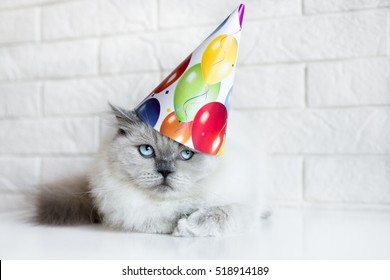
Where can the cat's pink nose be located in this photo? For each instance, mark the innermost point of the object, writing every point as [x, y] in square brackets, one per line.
[164, 172]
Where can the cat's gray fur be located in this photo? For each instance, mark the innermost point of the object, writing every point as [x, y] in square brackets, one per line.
[163, 194]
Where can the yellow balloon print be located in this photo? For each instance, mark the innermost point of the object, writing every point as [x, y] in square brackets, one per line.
[219, 58]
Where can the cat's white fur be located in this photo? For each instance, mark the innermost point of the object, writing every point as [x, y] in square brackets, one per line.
[228, 198]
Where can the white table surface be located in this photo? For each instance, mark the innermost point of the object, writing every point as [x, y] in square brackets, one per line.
[287, 234]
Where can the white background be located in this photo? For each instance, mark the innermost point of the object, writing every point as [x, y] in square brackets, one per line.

..........

Using the records above, output exactly the lines from the one containing "Where can the yellow" through the last line, and no others.

WRITTEN SOLUTION =>
Where can the yellow balloon print be located in this photo? For each instance, mark the innermost point of the object, writing every point as [x, y] in square brackets, one per line.
[219, 58]
Where can the cat's white fur be located in this photo? For each instance, mark the innermost point of the object, writing every point as [x, y] in square brackets, one per line.
[228, 198]
Where can the white table surface be located in this photo? For each instance, mark the innermost point of the object, writing every point as [x, y] in square brackets, one per line.
[287, 234]
Where can the white background be located in this photo? For each instance, mark the innermost point of the object, writing every point as [x, y] in square brackets, one per line.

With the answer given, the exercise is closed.